DPChallenge: A Digital Photography Contest You are not logged in. (log in or register
 

DPChallenge Forums >> Hardware and Software >> who still uses film cameras?
Pages:  
Showing posts 1 - 25 of 26, (reverse)
AuthorThread
04/22/2011 03:27:54 AM · #1
Ive always thought about getting my hands on an old film camera, I think it would be a good learning experience, and make me a better photographer in the long run. Im just curious how expensive it is. The advantages of DSLR's is obviously not having to buy film etc. What might be a good 'starter' slr?
04/22/2011 03:40:16 AM · #2
I use a Nikon F100, and for some reason I enjoy photography more when I'm using that than the digital.

I develop my own film so it's not too costly, the chemicals are film are relatively cheap if you find a good supplier and order them online.

I use Calumet photo here in the UK, I believe they are is the US as well, don't know about Canada though. They always deliver fast, have good prices and are reliable.
04/22/2011 07:25:04 AM · #3
Originally posted by kawana:

Ive always thought about getting my hands on an old film camera, I think it would be a good learning experience, and make me a better photographer in the long run. Im just curious how expensive it is. The advantages of DSLR's is obviously not having to buy film etc. What might be a good 'starter' slr?


Ignoring darkroom skills, which are obsolete, how exactly will using film make you a better photographer? Yes, it makes you think about your shot a bit more - no spray and pray, but the feedback comes so far down the line that it's hard to remember what you did or didn't do. You could replicate the experience by turning off the screen review on your dslr and limiting yourself to one shot in each situation - except when you upload the images to a computer - the facts (metadata) are all there.
04/22/2011 07:34:57 AM · #4
Originally posted by photodude:

Originally posted by kawana:

Ive always thought about getting my hands on an old film camera, I think it would be a good learning experience, and make me a better photographer in the long run. Im just curious how expensive it is. The advantages of DSLR's is obviously not having to buy film etc. What might be a good 'starter' slr?


Ignoring darkroom skills, which are obsolete, how exactly will using film make you a better photographer? Yes, it makes you think about your shot a bit more - no spray and pray, but the feedback comes so far down the line that it's hard to remember what you did or didn't do. You could replicate the experience by turning off the screen review on your dslr and limiting yourself to one shot in each situation - except when you upload the images to a computer - the facts (metadata) are all there.


Indeed-
Why look at music of the past, as we can synthesize every sound? Why do we listen to music from decades past? Why do we have nostalgia, a longing for that which was? Why appreciate classic cars, they're old and silly; relics of the past.
Why study art history, or history, for it's already been done.

Why...indeed.
04/22/2011 07:56:27 AM · #5
Just this week an acquaintance was asking me about disposing of some old film cameras left by her ex. I suggested craigslist or a pawn shop, telling her not to expect much money. One was a Canon AE-1, the other also a Canon, and I believe she had a short zoom plus standard lenses. I will be happy put anyone into contact with Becky if interested... drop me a PM.
04/22/2011 08:03:21 AM · #6
As far as the OP-
Check Craigslist. They're allllll over the place, and you can get a good one for low prices. You can buy an F5, a several thousand dollar body, with tons and tons of life left, for $600.

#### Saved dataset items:

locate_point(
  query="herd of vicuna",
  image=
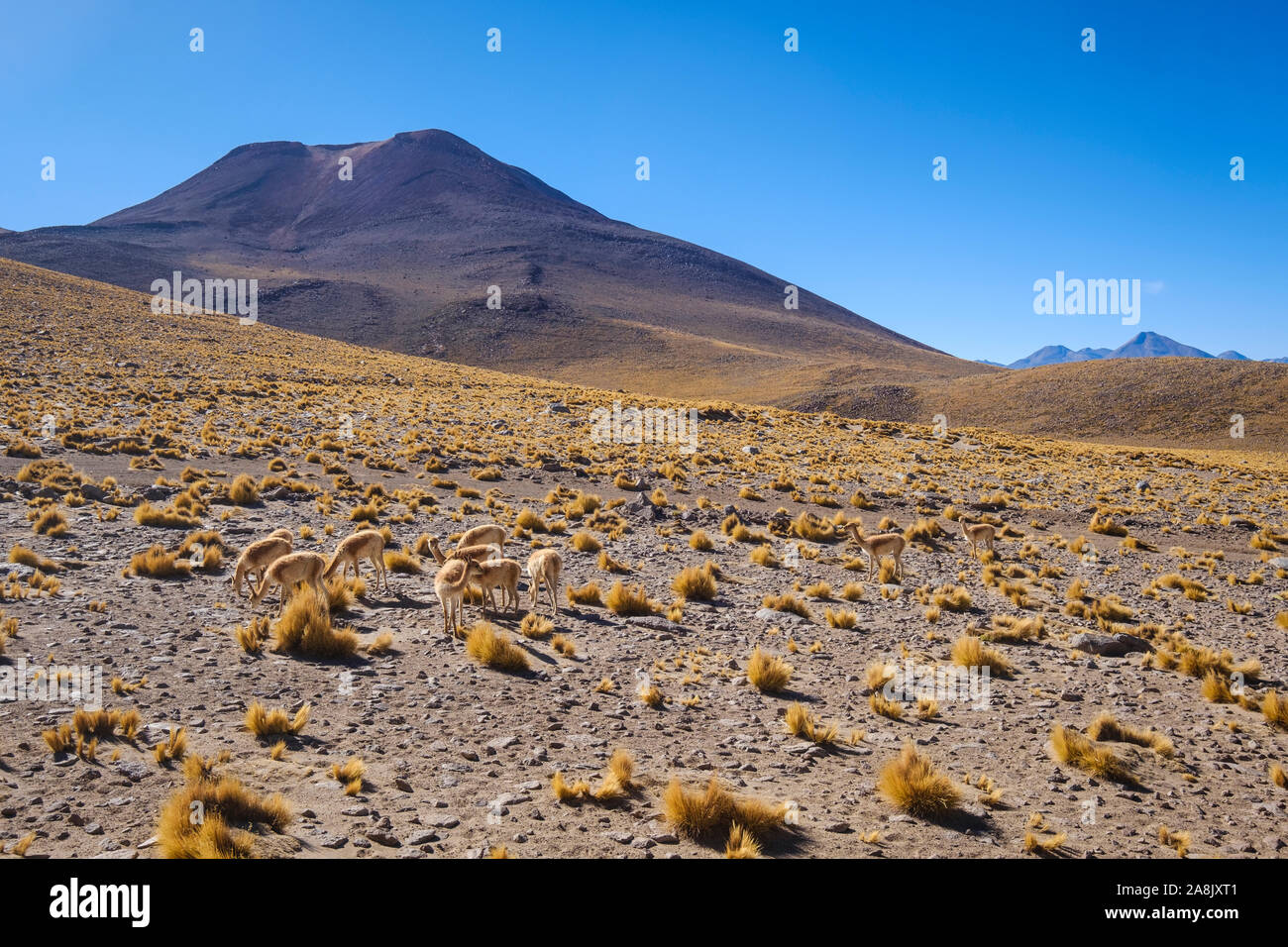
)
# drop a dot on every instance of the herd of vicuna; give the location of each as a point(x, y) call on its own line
point(478, 561)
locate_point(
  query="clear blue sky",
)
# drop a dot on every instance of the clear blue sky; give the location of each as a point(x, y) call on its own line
point(814, 165)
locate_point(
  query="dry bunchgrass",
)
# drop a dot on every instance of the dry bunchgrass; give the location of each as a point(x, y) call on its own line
point(741, 843)
point(768, 673)
point(912, 784)
point(273, 723)
point(1275, 710)
point(1013, 630)
point(1073, 748)
point(787, 603)
point(802, 723)
point(709, 814)
point(305, 629)
point(1107, 727)
point(253, 635)
point(840, 617)
point(566, 791)
point(627, 600)
point(536, 626)
point(617, 781)
point(215, 817)
point(1177, 840)
point(172, 749)
point(494, 650)
point(21, 556)
point(970, 651)
point(589, 594)
point(1048, 845)
point(1278, 776)
point(159, 564)
point(883, 706)
point(696, 583)
point(699, 541)
point(243, 491)
point(349, 774)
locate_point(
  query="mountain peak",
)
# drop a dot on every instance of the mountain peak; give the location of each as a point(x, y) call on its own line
point(433, 247)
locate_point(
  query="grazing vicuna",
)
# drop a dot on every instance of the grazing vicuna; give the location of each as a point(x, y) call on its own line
point(259, 556)
point(478, 553)
point(290, 571)
point(365, 544)
point(450, 585)
point(545, 566)
point(877, 547)
point(978, 535)
point(498, 574)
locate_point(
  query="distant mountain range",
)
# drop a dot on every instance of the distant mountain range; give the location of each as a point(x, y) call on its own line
point(426, 245)
point(1140, 346)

#### Requirements:
Rewrite the film camera thread from "04/22/2011 07:56:27 AM" to "left, for $600.", changing "Canon" to "Nikon". Use only the film camera thread, not the data.

#### Result of this task:
04/22/2011 07:56:27 AM · #5
Just this week an acquaintance was asking me about disposing of some old film cameras left by her ex. I suggested craigslist or a pawn shop, telling her not to expect much money. One was a Nikon AE-1, the other also a Nikon, and I believe she had a short zoom plus standard lenses. I will be happy put anyone into contact with Becky if interested... drop me a PM.
04/22/2011 08:03:21 AM · #6
As far as the OP-
Check Craigslist. They're allllll over the place, and you can get a good one for low prices. You can buy an F5, a several thousand dollar body, with tons and tons of life left, for $600.